Organoantimony chemistry is the chemistry of compounds containing a carbon to antimony (Sb) chemical bond. Relevant oxidation states are Sb(V) and Sb(III). The toxicity of antimony limits practical application in organic chemistry.

Organoantimony(V) chemistry
Antimony compounds of the type R5Sb (stiboranes) can be synthesised from trivalent Sb precursors:
Ph3Sb  +  Cl2  →  Ph3SbCl2 
Ph3SbCl2   + 2 PhLi  →  Ph5Sb

Asymmetric compounds can also be obtained through the stibonium ion:
R5Sb + X2 → [R4Sb]+[X]
[R4Sb]+[X] + R'MgX → R4R'Sb   
 
Just as in the related organobismuth compounds (same group 15),  organoantimony(V) compounds form onium compounds and ate complexes.

● **SUPPLIED INFORMATION**

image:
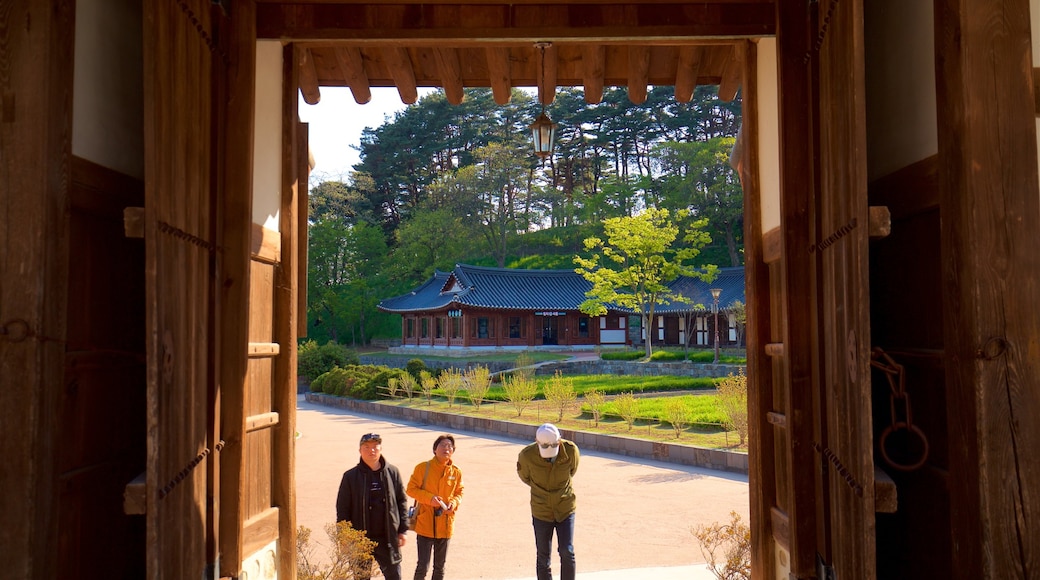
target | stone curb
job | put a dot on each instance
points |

● **ACTIVITY LIST**
1 > Decide whether each statement agrees with the passage on organoantimony chemistry. Answer yes or no for each, and quote the words of the passage that settle it. (a) Sb(V) and Sb(III) are named as the relevant oxidation states. (b) Stiboranes of the type R5Sb are made from pentavalent antimony precursors. (c) Organobismuth compounds belong to a different group from antimony.
2 > Set down the passage on organoantimony chemistry word for word, between "Organoantimony(V) chemistry" and "and ate complexes.", inclusive.

● **ANSWERS FOR THE EXERCISE**
1 >
(a) Yes: "Relevant oxidation states are Sb(V) and Sb(III)."
(b) No: "can be synthesised from trivalent Sb precursors"
(c) No: "(same group 15)"

2 >
Organoantimony(V) chemistry
Antimony compounds of the type R5Sb (stiboranes) can be synthesised from trivalent Sb precursors:
Ph3Sb  +  Cl2  →  Ph3SbCl2 
Ph3SbCl2   + 2 PhLi  →  Ph5Sb

Asymmetric compounds can also be obtained through the stibonium ion:
R5Sb + X2 → [R4Sb]+[X]
[R4Sb]+[X] + R'MgX → R4R'Sb   
 
Just as in the related organobismuth compounds (same group 15),  organoantimony(V) compounds form onium compounds and ate complexes.